= Given records =

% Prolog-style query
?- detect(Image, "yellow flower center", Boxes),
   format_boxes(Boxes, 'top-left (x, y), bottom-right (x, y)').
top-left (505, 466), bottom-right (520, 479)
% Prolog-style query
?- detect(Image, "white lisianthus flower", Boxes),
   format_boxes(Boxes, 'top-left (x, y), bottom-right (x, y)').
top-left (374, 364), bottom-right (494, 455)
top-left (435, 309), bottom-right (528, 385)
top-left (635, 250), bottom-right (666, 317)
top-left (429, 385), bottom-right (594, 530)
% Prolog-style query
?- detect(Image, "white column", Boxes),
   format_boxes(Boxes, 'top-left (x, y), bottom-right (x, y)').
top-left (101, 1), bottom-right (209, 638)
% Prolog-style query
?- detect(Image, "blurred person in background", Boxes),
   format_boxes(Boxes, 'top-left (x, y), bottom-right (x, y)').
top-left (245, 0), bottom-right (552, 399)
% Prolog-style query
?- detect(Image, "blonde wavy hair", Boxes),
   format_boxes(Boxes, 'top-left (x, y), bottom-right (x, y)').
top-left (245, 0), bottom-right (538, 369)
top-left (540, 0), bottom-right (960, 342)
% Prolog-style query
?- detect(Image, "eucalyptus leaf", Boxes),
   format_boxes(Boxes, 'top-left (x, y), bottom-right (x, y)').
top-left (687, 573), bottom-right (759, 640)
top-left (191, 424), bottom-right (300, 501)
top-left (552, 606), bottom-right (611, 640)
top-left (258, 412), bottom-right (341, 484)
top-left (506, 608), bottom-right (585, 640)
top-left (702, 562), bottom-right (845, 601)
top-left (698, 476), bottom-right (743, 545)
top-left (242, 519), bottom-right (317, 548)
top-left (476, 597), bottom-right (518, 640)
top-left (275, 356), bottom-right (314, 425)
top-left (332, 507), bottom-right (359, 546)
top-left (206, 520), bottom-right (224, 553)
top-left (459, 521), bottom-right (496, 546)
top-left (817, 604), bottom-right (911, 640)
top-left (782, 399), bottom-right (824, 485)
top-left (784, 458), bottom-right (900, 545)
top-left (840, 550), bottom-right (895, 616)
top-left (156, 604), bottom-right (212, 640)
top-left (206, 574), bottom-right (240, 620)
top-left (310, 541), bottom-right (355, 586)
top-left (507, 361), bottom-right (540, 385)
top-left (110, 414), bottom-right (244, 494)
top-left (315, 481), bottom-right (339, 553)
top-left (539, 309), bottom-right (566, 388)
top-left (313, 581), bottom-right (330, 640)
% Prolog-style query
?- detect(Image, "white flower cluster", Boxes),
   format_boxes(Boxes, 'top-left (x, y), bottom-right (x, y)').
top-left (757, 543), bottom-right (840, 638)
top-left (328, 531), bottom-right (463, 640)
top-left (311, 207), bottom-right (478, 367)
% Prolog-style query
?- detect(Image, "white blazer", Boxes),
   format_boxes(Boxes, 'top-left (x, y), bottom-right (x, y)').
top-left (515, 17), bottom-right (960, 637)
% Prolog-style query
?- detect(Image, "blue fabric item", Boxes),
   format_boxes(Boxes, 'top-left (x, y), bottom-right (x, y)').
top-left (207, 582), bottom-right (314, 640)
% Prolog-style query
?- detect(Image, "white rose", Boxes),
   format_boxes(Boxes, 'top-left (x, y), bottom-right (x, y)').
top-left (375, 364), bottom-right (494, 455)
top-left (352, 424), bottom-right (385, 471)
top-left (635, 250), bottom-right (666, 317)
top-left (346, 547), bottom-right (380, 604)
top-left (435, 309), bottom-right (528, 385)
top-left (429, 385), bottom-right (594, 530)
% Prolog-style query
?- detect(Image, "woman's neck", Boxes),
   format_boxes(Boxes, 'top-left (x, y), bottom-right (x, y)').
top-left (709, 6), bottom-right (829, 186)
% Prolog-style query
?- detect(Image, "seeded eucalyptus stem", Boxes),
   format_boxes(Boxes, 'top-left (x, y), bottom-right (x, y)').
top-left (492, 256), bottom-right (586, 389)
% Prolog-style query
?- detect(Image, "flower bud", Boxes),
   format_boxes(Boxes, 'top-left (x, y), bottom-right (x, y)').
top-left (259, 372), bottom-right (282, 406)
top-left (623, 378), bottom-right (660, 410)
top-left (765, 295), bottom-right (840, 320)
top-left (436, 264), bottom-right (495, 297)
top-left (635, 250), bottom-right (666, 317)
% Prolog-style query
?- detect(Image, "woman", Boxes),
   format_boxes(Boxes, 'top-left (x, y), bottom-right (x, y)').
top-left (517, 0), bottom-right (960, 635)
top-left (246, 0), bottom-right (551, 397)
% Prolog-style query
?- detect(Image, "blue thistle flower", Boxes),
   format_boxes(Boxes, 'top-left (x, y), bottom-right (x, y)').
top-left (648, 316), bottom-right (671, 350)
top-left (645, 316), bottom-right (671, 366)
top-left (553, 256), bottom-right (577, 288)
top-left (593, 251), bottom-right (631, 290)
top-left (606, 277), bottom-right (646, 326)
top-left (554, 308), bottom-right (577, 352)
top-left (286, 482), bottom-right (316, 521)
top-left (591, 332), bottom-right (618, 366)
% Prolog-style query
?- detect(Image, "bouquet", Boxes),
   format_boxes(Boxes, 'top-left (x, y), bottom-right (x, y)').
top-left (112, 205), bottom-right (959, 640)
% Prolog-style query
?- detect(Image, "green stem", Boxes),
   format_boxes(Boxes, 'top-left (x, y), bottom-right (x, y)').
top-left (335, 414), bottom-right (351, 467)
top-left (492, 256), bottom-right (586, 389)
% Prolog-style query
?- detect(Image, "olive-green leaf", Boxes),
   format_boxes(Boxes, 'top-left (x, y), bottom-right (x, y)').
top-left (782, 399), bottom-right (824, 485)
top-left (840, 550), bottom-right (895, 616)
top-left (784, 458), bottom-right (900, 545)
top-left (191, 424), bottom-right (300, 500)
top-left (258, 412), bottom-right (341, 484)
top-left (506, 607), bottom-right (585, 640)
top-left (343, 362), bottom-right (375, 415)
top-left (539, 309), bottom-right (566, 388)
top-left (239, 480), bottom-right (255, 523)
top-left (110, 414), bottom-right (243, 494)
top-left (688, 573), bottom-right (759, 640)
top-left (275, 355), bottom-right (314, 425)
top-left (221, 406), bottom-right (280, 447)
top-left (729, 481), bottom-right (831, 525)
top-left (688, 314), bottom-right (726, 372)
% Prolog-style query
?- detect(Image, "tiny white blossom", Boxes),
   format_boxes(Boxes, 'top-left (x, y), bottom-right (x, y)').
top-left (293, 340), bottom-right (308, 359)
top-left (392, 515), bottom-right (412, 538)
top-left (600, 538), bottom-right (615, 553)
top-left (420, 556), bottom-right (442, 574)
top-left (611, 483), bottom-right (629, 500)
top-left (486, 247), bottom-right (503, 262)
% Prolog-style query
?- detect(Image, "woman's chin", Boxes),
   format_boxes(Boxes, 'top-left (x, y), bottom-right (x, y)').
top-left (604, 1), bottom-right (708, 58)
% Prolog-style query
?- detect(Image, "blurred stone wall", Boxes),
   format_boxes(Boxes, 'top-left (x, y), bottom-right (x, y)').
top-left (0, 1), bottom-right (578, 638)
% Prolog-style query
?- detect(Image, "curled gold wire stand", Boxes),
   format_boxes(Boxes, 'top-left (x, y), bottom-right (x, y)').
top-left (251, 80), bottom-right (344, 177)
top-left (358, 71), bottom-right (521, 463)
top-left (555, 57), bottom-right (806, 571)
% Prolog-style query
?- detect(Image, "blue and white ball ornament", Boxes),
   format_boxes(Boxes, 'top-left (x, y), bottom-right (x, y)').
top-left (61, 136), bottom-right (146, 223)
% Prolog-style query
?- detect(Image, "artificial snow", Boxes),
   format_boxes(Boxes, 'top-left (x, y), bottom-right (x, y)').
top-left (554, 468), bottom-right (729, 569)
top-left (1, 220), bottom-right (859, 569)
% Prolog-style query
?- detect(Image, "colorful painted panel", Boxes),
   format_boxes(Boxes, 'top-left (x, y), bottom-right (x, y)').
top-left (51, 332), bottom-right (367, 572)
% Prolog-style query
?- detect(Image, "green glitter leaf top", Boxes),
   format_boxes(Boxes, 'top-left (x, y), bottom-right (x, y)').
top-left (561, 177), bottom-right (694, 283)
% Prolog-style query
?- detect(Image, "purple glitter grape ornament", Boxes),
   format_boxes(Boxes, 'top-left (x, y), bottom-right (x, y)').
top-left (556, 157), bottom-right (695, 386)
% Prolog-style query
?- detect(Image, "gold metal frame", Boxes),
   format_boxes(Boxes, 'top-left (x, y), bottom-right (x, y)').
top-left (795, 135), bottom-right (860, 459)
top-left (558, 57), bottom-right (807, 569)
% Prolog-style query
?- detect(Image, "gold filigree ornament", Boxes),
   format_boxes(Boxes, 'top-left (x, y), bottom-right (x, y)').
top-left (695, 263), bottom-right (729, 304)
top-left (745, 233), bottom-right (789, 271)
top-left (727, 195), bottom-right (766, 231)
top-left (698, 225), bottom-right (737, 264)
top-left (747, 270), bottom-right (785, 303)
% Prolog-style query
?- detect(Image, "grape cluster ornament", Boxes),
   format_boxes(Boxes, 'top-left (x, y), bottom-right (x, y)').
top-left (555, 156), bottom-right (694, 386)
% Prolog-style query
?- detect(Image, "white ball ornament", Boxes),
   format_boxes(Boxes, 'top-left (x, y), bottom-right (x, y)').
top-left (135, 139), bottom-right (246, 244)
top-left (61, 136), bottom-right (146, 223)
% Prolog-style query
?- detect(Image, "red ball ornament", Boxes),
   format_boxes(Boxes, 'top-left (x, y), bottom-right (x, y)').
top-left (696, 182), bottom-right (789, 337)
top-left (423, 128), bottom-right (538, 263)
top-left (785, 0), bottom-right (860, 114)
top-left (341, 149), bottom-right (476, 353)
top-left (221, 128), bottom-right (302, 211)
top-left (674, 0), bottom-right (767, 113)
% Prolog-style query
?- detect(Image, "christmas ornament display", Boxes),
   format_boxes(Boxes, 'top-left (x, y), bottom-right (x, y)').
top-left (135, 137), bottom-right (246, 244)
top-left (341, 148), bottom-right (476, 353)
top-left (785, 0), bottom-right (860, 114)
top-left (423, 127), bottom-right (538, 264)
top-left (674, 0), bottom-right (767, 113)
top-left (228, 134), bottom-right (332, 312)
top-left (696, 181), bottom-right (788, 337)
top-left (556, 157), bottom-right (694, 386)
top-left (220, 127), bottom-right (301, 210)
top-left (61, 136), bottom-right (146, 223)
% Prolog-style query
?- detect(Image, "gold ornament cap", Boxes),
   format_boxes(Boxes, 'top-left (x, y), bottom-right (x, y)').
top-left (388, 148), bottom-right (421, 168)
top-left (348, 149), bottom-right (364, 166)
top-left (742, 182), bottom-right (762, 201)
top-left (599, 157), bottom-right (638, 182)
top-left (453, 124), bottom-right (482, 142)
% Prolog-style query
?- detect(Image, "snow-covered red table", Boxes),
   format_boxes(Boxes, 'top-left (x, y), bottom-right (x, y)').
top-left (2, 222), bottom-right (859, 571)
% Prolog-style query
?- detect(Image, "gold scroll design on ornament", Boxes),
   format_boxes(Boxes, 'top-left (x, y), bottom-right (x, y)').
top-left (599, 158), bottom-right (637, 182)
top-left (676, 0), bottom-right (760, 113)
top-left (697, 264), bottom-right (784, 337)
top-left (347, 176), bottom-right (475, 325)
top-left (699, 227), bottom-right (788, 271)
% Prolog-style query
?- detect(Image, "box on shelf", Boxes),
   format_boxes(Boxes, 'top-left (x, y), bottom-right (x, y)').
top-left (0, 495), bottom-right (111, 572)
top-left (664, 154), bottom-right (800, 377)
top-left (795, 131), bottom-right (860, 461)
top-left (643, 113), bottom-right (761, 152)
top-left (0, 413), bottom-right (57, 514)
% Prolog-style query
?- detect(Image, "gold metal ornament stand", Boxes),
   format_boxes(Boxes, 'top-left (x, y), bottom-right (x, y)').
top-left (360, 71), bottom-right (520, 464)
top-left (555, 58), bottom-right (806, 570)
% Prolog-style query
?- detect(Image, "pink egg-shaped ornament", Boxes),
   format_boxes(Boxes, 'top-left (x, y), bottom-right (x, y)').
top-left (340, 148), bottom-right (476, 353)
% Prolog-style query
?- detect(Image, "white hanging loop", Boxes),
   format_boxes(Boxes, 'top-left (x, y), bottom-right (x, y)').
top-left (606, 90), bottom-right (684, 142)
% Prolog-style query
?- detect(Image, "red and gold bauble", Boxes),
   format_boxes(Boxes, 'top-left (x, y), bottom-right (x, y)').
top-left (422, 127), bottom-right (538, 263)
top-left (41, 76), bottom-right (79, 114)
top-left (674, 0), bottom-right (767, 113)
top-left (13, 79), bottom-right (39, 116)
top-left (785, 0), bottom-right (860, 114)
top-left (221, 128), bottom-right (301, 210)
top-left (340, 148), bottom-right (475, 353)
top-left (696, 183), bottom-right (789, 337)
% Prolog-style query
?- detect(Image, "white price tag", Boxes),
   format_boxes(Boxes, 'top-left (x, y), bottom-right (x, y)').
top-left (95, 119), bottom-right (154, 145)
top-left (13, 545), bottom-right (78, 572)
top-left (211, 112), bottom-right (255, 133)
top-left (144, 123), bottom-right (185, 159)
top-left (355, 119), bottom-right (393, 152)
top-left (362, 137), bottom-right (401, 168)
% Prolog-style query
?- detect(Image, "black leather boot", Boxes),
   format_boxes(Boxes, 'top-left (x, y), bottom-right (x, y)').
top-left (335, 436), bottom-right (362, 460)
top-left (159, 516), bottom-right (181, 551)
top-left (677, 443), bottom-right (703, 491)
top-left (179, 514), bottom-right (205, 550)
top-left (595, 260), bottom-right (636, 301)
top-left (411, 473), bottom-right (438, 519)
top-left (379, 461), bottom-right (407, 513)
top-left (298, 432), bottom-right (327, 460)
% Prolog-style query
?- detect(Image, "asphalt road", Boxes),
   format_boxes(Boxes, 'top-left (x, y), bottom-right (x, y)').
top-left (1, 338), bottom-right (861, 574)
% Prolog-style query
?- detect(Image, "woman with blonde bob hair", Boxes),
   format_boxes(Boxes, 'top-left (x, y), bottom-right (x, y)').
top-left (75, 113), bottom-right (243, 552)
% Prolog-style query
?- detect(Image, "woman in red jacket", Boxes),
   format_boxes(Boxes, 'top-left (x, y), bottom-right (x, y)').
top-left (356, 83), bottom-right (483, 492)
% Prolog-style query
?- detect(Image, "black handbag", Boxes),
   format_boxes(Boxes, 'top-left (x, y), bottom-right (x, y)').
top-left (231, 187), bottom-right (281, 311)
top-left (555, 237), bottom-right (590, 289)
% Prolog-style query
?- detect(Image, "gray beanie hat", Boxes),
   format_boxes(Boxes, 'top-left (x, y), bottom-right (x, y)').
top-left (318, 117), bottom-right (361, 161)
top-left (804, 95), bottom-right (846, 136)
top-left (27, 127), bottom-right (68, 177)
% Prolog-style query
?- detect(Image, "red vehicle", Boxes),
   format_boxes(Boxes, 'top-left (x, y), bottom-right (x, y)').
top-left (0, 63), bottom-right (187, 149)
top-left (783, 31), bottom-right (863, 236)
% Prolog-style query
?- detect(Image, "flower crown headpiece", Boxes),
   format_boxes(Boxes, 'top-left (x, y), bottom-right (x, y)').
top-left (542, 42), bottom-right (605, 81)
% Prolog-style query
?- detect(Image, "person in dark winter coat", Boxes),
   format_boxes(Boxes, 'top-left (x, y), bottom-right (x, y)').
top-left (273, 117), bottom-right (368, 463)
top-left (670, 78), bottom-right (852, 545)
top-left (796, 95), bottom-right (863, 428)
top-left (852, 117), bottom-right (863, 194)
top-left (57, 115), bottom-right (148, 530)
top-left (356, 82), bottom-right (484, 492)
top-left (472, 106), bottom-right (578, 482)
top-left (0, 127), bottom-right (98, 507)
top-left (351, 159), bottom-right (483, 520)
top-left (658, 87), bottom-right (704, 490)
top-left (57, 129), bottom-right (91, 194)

= Assignment =
Each line in the entries above that includes the string "glitter" should be extracted.

= Problem solution =
?- detect(Image, "green glitter leaf top", Boxes),
?- detect(Image, "purple glitter grape ornament", Boxes),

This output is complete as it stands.